**Given information:**

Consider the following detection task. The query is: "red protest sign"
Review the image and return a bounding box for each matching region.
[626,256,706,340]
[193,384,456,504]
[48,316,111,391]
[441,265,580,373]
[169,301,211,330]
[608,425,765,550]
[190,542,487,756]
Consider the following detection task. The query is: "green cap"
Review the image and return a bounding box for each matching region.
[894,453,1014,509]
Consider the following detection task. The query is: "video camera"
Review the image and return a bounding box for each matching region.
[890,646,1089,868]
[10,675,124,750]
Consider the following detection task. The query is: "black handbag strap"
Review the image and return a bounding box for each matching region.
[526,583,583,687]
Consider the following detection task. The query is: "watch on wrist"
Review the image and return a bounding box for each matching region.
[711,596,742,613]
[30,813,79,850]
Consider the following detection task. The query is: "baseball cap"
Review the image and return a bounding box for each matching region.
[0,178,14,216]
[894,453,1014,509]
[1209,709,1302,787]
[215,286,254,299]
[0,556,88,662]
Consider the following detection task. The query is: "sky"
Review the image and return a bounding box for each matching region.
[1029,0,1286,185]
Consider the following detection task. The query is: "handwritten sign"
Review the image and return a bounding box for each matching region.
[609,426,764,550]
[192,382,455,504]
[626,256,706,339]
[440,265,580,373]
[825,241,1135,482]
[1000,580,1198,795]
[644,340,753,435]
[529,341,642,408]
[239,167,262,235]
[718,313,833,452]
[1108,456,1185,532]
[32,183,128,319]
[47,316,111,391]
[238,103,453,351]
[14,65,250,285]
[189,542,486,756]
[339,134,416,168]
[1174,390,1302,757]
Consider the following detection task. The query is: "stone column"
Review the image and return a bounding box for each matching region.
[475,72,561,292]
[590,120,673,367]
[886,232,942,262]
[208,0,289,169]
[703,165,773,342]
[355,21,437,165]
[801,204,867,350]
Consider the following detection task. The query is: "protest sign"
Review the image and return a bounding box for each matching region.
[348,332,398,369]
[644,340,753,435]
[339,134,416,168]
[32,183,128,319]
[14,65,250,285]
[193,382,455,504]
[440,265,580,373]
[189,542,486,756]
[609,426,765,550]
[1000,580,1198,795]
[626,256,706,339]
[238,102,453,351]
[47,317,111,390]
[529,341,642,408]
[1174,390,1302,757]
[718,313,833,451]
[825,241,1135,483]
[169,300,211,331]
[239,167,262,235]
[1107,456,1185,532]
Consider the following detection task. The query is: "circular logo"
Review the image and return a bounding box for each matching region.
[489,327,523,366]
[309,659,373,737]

**Assignment:** Return the records in their entirety. Keep every character as it is.

**Solution for this problem:**
Consider the following detection task. The query is: "red protest sign"
Review the image and return a bounding box for each matching region.
[626,256,706,340]
[193,384,456,504]
[48,316,111,391]
[441,265,580,373]
[169,301,211,330]
[608,425,765,550]
[190,542,487,756]
Consider the following detection task. The query is: "green cap"
Review the image and return a bounding box for each matching region.
[894,453,1014,509]
Consider the following detection task. The query is: "video camera"
Review the image and return a bounding box for each matching region.
[890,646,1089,868]
[10,675,124,750]
Consider the following detection task. The query is: "black handbag strap"
Review the image and return a bounding box for each matching region.
[526,583,583,687]
Consider the following detection task. The query is: "watch on wrist"
Review the image and return a bounding box for each matching region.
[711,596,742,613]
[30,813,79,850]
Consider the following detection task. The query is: "baseball cap"
Review the image and return a bounding box for each matching region.
[0,178,14,216]
[894,453,1014,509]
[1209,709,1302,787]
[215,286,254,299]
[0,556,88,662]
Consider the following detection task. The query is: "sky"
Review the image and return a bounding box for each matching region.
[1029,0,1286,185]
Consider the following detection task. The query is: "handwritten sign"
Review the image and return a bounding box for each matching region.
[609,426,764,550]
[192,382,455,504]
[626,256,706,339]
[440,265,580,373]
[825,241,1135,482]
[1000,580,1198,795]
[644,340,753,435]
[529,341,642,408]
[239,167,262,235]
[718,313,833,452]
[1108,456,1185,532]
[32,183,128,319]
[47,316,111,391]
[238,103,453,351]
[14,65,250,285]
[189,542,486,756]
[339,134,416,168]
[1174,390,1302,757]
Consider the following detection task. The query is: "stone column"
Review the image and return a bounding box for each matching region.
[475,72,561,292]
[590,120,673,367]
[886,232,942,262]
[208,0,289,169]
[703,165,773,342]
[355,21,437,165]
[801,204,867,350]
Consider the following detection task. The query is: "protest sign"
Review the image and return a bounding box for each matching region.
[348,332,398,369]
[644,340,753,435]
[339,134,416,168]
[32,183,128,319]
[14,65,250,285]
[193,382,455,504]
[440,265,580,373]
[189,542,486,756]
[609,426,765,550]
[1000,580,1198,795]
[626,256,706,339]
[238,102,453,351]
[47,317,111,390]
[529,341,642,408]
[1174,390,1302,757]
[718,313,833,451]
[825,241,1135,483]
[169,300,211,331]
[239,167,262,235]
[1107,456,1185,532]
Consider the following detection task. The query is: "circular logo"
Review the image and return a bounding box for each matching region.
[489,327,523,366]
[309,659,373,737]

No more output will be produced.